▶ _Exercise_
Return all the lines below, exactly as they read.

----

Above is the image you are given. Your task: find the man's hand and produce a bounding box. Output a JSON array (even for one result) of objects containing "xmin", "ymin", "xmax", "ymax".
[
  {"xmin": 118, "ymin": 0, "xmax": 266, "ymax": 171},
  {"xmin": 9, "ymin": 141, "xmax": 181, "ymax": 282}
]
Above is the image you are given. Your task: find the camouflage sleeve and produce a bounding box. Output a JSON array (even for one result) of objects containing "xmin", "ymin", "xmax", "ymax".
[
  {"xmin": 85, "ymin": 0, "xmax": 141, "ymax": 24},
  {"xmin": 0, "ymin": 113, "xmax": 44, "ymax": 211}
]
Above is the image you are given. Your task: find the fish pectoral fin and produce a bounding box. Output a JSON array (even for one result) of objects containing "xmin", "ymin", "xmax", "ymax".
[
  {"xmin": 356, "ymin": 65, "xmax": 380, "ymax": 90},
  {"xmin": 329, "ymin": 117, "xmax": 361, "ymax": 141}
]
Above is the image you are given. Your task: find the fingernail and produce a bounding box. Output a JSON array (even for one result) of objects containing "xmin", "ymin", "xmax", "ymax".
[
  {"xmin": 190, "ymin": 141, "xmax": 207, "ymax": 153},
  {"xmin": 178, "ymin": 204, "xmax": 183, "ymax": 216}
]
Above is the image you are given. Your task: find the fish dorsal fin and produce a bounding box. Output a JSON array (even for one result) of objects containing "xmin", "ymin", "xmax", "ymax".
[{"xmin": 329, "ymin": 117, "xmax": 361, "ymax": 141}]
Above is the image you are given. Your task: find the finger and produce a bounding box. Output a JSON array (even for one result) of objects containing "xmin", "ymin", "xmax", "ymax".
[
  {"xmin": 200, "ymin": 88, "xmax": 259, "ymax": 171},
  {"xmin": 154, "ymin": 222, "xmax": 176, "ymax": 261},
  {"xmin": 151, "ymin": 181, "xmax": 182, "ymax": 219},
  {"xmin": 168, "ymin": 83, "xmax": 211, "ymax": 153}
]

----

▶ _Exercise result_
Above is the image you are given. Your task: find the man's hand and produce a bounding box. Output a JSON array (even for one result) of objects containing "xmin", "ymin", "xmax", "ymax".
[
  {"xmin": 118, "ymin": 0, "xmax": 266, "ymax": 171},
  {"xmin": 9, "ymin": 141, "xmax": 181, "ymax": 282}
]
Above is the image you are given. Your task: find the camouflage sleeve and produce a bounding box. Output a JSON array (even for one result) of objects containing "xmin", "ymin", "xmax", "ymax".
[
  {"xmin": 85, "ymin": 0, "xmax": 141, "ymax": 24},
  {"xmin": 0, "ymin": 113, "xmax": 44, "ymax": 211}
]
Above is the image you are given. Your task: find the fish pectoral fin and produce a bounding box. Output a JSON array (even for one result) of objects containing "xmin", "ymin", "xmax", "ymax".
[
  {"xmin": 356, "ymin": 65, "xmax": 380, "ymax": 90},
  {"xmin": 329, "ymin": 117, "xmax": 361, "ymax": 141}
]
Above is the image you are given. Your task: find the fingernail and produce a bounding box. Output a JSON array (even for one result) of objects containing "xmin", "ymin", "xmax", "ymax".
[
  {"xmin": 190, "ymin": 141, "xmax": 207, "ymax": 153},
  {"xmin": 178, "ymin": 204, "xmax": 183, "ymax": 216}
]
Above is the image you are given. Your task: find the fish dorsal fin and produce a bounding box. Output a JSON array (even for one result) of objects containing "xmin", "ymin", "xmax", "ymax".
[{"xmin": 329, "ymin": 117, "xmax": 361, "ymax": 141}]
Above is the image you are given. Your task: find the finger and produce a bounding box. Output a JSON array (even for one result) of objects containing "xmin", "ymin", "xmax", "ymax".
[
  {"xmin": 200, "ymin": 88, "xmax": 259, "ymax": 171},
  {"xmin": 154, "ymin": 222, "xmax": 176, "ymax": 261},
  {"xmin": 151, "ymin": 181, "xmax": 182, "ymax": 219},
  {"xmin": 168, "ymin": 83, "xmax": 211, "ymax": 153}
]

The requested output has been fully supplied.